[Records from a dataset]
►

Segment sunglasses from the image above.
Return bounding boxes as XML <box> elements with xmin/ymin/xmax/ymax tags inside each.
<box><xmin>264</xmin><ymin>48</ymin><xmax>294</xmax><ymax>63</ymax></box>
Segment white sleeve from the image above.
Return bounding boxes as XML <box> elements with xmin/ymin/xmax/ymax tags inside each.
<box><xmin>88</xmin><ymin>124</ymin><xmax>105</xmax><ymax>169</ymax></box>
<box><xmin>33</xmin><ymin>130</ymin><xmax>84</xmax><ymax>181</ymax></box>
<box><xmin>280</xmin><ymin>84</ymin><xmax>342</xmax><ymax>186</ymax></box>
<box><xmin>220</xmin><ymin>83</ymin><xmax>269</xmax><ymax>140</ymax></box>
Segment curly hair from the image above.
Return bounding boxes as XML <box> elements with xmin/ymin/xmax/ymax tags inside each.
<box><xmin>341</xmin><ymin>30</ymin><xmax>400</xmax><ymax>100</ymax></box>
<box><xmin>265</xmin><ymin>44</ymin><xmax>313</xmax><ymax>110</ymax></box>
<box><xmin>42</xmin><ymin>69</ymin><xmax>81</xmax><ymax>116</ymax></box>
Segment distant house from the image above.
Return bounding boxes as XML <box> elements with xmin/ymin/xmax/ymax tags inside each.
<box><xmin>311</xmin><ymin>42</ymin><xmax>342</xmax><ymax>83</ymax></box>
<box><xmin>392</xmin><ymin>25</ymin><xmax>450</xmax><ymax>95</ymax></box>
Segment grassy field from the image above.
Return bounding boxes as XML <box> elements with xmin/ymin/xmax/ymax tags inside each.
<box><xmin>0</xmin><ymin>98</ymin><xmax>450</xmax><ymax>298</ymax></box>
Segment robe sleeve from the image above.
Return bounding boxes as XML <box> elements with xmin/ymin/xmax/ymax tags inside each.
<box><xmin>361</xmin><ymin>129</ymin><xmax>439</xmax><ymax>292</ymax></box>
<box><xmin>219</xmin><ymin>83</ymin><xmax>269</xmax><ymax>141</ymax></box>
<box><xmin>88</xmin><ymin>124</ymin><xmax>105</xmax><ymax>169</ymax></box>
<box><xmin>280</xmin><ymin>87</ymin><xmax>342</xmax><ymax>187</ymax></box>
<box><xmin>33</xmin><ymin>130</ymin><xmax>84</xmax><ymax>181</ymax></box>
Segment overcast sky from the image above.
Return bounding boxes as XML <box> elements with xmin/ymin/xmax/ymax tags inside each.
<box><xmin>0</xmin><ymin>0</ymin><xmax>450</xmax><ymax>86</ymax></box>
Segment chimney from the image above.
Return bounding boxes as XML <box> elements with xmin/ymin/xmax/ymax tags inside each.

◄

#### WHAT TO WORK ON
Extract every line of the material above and reproduce each one word for word.

#### OUTPUT FOR THIS TASK
Segment sunglasses from the image above.
Return bounding boxes as XML <box> elements with xmin/ymin/xmax/ymax tags inside each.
<box><xmin>264</xmin><ymin>48</ymin><xmax>294</xmax><ymax>63</ymax></box>
Segment white sleeve from the image above.
Return bounding boxes as XML <box> elements with xmin/ymin/xmax/ymax tags inside each.
<box><xmin>88</xmin><ymin>124</ymin><xmax>105</xmax><ymax>169</ymax></box>
<box><xmin>33</xmin><ymin>130</ymin><xmax>84</xmax><ymax>181</ymax></box>
<box><xmin>280</xmin><ymin>84</ymin><xmax>342</xmax><ymax>186</ymax></box>
<box><xmin>220</xmin><ymin>83</ymin><xmax>269</xmax><ymax>140</ymax></box>
Segment curly hair from the image above.
Return bounding boxes as XML <box> elements with xmin/ymin/xmax/ymax tags inside each.
<box><xmin>341</xmin><ymin>30</ymin><xmax>400</xmax><ymax>100</ymax></box>
<box><xmin>265</xmin><ymin>44</ymin><xmax>313</xmax><ymax>110</ymax></box>
<box><xmin>42</xmin><ymin>69</ymin><xmax>81</xmax><ymax>116</ymax></box>
Segment distant house from the image above.
Return bounding boxes as XML <box> elements with xmin/ymin/xmax/ymax tags inside each.
<box><xmin>311</xmin><ymin>42</ymin><xmax>342</xmax><ymax>83</ymax></box>
<box><xmin>392</xmin><ymin>25</ymin><xmax>450</xmax><ymax>95</ymax></box>
Segment grassy field from the image above.
Return bounding boxes as XML <box> elements with xmin/ymin/xmax/ymax tags inside each.
<box><xmin>0</xmin><ymin>98</ymin><xmax>450</xmax><ymax>298</ymax></box>
Segment robe sleeve from the image above.
Return bounding boxes as XML <box> elements with xmin/ymin/xmax/ymax tags inside each.
<box><xmin>361</xmin><ymin>129</ymin><xmax>439</xmax><ymax>292</ymax></box>
<box><xmin>219</xmin><ymin>83</ymin><xmax>269</xmax><ymax>141</ymax></box>
<box><xmin>88</xmin><ymin>124</ymin><xmax>105</xmax><ymax>169</ymax></box>
<box><xmin>280</xmin><ymin>87</ymin><xmax>342</xmax><ymax>187</ymax></box>
<box><xmin>33</xmin><ymin>130</ymin><xmax>84</xmax><ymax>181</ymax></box>
Segment overcast sky from the image above.
Return bounding boxes as XML <box> elements with xmin/ymin/xmax/ymax tags inside each.
<box><xmin>0</xmin><ymin>0</ymin><xmax>450</xmax><ymax>86</ymax></box>
Segment chimney from the image above.
Return bounding boxes as XML <box> elements with xmin/ymin/xmax/ymax tags inside each.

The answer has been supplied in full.